* [Kurze Aufgabe 1]:
Schreibe die Zeilen der Auflistung unverändert ab, alles vom Anfang der Auflistung bis hinunter zu der Zeile mit "75 39 L 103", beide Enden eingeschlossen.

* [Seite]:
• • • • • • •
# Gefährliche Festplattentemperatur?



## L.B. (28. März 2010)

*Gefährliche Festplattentemperatur?*

Hallo Zusammen,

nachdem ich mir die von Chrystal Disk Info angezeigten S.M.A.R.T.-Werte angeguckt habe, ist mir aufgefallen, dass bei meiner Samsung Spinpoint F2 ein recht niedriger Wert (77) angezeigt wird. Die Betriebstemperatur der Festplatte liegt bei 20°C. Ich habe allerdings gelesen, dass Temperaturen unter 30°C sehr schädlich (eher als zu hohe Temperaturen) sein sollen. Stimmt das?


----------



## Own3r (28. März 2010)

*AW: Gefährliche Festplattentemperatur?*

Wieso sollten tiefe Temperturen (>0°C) schädlich sein? Also -10°C kann ja sein, aber 22°C ist ja Raumtemperatur, was soll da denn kaputt gehen?


----------



## >ExX< (28. März 2010)

*AW: Gefährliche Festplattentemperatur?*

Nein, das stimmt nicht, je höher die Temperatur, desto höher ist die Ausfallrate.
20Grad sit ein sehr guter Wert, es war einmal in einer PCGH ein Diagramm.
Temperatur zu Ausfallrate, je höher die Temperatur war ist die Ausfallrate exponentiell gestiegen.


----------



## hulkhardy1 (28. März 2010)

*AW: Gefährliche Festplattentemperatur?*

Ja ich kann mich an den Artikel errinnern, aber da stand auch das unter 15 Grad die Ausfallrate ebenfalls steigt. PCGH hat das damit begründet das sich Metall zusammenzieht und dadurch die Abnutzung steigen soll.


----------



## lazy (28. März 2010)

*AW: Gefährliche Festplattentemperatur?*

Naja einen wirklich aussagekräftigen HDD Test habe ich auch noch nicht gefunden, es kommt sicher immer auf die HDD selbst an.


----------



## CPU-GPU (28. März 2010)

*AW: Gefährliche Festplattentemperatur?*

google hat mal von seinen festplatten (dürften ja schon n paar sein ) die temps ausgewertet und festgestellt, dass bei ner temp von 40 Crad die wenigsten ausfallraten zu verzeichnen waren 
ZU kalt dürfen HDDs nicht werden, das s nich gut. Meine is immer so 35- 45 Crad (wobei 45 nur seeeeeehr selten erreicht werden), läuft seit 10 monaten einwandfrei noch nie pobleme gehabt  meine HDD is diese hier: hardwareversand.de - Artikel-Information - Samsung HD103UJ 1TB 32MB SATA II

P.S.: hab grad mal geschaut, meine HDD kann laut hersteller im temperaturbereich von 0-60 Crad betrieben werden


----------



## Own3r (29. März 2010)
• • • • • • •
* [Eingabe der Übung]:

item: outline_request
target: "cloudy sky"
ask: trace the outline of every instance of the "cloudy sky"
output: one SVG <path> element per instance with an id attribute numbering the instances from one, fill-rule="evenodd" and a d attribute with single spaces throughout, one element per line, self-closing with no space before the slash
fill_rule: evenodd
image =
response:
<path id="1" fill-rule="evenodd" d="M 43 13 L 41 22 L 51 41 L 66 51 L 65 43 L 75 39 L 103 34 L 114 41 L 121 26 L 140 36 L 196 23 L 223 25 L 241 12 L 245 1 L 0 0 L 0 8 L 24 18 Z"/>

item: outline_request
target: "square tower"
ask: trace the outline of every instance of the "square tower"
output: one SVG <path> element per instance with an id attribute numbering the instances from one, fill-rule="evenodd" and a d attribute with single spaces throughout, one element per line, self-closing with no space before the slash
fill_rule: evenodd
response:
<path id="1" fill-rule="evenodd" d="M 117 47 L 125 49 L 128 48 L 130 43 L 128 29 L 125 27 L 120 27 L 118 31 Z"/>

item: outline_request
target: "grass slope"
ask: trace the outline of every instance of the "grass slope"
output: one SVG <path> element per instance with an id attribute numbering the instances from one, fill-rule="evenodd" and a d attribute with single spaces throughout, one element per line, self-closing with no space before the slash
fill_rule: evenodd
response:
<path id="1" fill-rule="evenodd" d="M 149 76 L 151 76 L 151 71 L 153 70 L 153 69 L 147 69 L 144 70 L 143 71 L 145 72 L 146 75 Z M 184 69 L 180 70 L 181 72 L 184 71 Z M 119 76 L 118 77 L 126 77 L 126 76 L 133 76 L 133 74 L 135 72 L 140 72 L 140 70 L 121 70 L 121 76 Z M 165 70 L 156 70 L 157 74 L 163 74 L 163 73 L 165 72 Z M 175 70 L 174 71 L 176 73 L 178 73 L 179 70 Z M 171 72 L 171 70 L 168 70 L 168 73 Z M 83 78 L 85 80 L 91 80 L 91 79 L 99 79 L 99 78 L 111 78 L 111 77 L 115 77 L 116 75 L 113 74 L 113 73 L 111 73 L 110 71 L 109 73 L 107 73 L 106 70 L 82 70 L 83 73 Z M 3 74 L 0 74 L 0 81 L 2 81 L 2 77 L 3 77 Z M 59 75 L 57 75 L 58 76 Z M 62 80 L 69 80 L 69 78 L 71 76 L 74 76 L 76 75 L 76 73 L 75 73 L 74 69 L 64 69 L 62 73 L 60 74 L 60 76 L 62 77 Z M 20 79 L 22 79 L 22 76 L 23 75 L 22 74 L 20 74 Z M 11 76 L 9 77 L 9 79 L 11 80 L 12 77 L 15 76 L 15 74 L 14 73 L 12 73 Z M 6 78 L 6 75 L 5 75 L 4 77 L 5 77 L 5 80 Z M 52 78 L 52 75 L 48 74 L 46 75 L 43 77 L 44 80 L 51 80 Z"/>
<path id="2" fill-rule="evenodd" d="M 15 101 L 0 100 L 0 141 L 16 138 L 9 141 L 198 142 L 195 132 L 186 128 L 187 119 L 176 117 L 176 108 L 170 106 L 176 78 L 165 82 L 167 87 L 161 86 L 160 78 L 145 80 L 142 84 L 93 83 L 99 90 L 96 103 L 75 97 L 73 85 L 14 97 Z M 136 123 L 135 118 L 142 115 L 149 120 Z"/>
• • • • • • •
* [Kurze Aufgabe 2]:
Gib den Abschnitt der Diskussion über die Festplattentemperatur wieder, alles von "## lazy (28." bis hinunter zu "HDD selbst an.", und benenne dabei "HDD" überall in "Festplatte" um.

* [Richtige Ausgabe 1]:
item: outline_request
target: "cloudy sky"
ask: trace the outline of every instance of the "cloudy sky"
output: one SVG <path> element per instance with an id attribute numbering the instances from one, fill-rule="evenodd" and a d attribute with single spaces throughout, one element per line, self-closing with no space before the slash
fill_rule: evenodd
image =
response:
<path id="1" fill-rule="evenodd" d="M 43 13 L 41 22 L 51 41 L 66 51 L 65 43 L 75 39 L 103 34 L 114 41 L 121 26 L 140 36 L 196 23 L 223 25 L 241 12 L 245 1 L 0 0 L 0 8 L 24 18 Z"/>

* [Richtige Ausgabe 2]:
## lazy (28. März 2010)

*AW: Gefährliche Festplattentemperatur?*

Naja einen wirklich aussagekräftigen Festplatte Test habe ich auch noch nicht gefunden, es kommt sicher immer auf die Festplatte selbst an.